Start of Data section

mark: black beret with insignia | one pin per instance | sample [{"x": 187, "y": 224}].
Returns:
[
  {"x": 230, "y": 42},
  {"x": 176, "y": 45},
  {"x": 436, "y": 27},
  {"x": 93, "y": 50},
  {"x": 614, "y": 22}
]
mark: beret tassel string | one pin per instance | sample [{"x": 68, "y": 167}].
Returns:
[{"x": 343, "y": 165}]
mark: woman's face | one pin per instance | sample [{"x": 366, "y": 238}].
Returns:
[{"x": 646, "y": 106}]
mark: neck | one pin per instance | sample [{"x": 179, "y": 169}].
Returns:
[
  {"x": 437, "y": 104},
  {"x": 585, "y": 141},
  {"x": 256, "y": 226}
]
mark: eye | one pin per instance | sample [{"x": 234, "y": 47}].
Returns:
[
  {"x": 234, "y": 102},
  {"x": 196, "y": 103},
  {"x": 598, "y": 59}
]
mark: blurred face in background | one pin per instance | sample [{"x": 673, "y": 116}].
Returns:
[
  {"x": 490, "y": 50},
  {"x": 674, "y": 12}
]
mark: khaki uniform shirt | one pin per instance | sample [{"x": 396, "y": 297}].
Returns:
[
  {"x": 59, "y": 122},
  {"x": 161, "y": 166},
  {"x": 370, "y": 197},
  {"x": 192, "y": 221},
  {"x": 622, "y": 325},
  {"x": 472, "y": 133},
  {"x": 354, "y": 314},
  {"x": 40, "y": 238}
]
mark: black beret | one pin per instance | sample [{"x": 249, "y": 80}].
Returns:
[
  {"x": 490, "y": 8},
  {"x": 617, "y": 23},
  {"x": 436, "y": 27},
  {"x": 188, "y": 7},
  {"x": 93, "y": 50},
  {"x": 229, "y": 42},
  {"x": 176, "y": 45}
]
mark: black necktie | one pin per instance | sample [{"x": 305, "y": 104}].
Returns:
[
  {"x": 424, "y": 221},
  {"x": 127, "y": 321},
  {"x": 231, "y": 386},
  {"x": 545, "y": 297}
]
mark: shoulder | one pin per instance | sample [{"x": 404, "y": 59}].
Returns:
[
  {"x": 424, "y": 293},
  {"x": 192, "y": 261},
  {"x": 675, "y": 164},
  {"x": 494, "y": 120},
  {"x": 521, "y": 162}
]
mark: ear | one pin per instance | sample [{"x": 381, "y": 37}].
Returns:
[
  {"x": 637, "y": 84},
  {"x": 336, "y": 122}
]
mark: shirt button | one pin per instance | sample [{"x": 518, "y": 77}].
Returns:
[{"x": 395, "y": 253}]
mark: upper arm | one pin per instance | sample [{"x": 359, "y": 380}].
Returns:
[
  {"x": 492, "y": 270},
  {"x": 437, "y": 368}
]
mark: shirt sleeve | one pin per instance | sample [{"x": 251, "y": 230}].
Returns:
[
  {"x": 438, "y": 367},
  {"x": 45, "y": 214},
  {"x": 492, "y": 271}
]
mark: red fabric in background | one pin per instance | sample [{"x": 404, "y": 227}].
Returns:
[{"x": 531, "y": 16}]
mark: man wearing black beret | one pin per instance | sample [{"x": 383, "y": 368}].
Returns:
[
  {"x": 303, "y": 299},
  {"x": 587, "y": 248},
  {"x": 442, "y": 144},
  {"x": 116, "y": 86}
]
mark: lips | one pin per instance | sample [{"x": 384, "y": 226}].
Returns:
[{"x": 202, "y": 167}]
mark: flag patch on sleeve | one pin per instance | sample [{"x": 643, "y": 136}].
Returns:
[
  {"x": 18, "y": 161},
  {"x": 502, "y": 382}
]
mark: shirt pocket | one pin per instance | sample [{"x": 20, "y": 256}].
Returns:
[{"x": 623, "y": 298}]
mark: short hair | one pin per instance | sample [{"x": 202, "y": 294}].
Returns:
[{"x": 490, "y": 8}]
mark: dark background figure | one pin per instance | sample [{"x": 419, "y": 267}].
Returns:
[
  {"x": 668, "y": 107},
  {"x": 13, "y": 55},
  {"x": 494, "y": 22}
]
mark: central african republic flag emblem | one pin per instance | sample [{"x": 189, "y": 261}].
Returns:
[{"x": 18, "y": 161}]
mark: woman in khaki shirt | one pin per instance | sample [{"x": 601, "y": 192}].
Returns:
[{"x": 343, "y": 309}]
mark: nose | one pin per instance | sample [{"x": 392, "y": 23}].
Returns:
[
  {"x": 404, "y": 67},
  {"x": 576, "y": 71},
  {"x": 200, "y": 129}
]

End of Data section

> **What to do**: Only the lines from the one containing "mark: short hair" through the final line of the data belong in the answer, repeated exactly.

> **Task solution**:
mark: short hair | one pin per instance | sample [{"x": 202, "y": 294}].
Returns:
[{"x": 490, "y": 8}]
mark: dark background figure | one pin per instance | sample [{"x": 419, "y": 267}].
Returns:
[
  {"x": 668, "y": 107},
  {"x": 13, "y": 55},
  {"x": 494, "y": 22}
]
mark: central african republic flag emblem | one pin per instance | sample [{"x": 189, "y": 261}].
Returns:
[{"x": 18, "y": 161}]
mark: woman in khaki shirt | one pin per instance | sample [{"x": 601, "y": 192}].
Returns:
[{"x": 343, "y": 309}]
mark: nose | one pin per instance | sample [{"x": 392, "y": 23}].
Returns:
[
  {"x": 404, "y": 67},
  {"x": 576, "y": 71},
  {"x": 200, "y": 129}
]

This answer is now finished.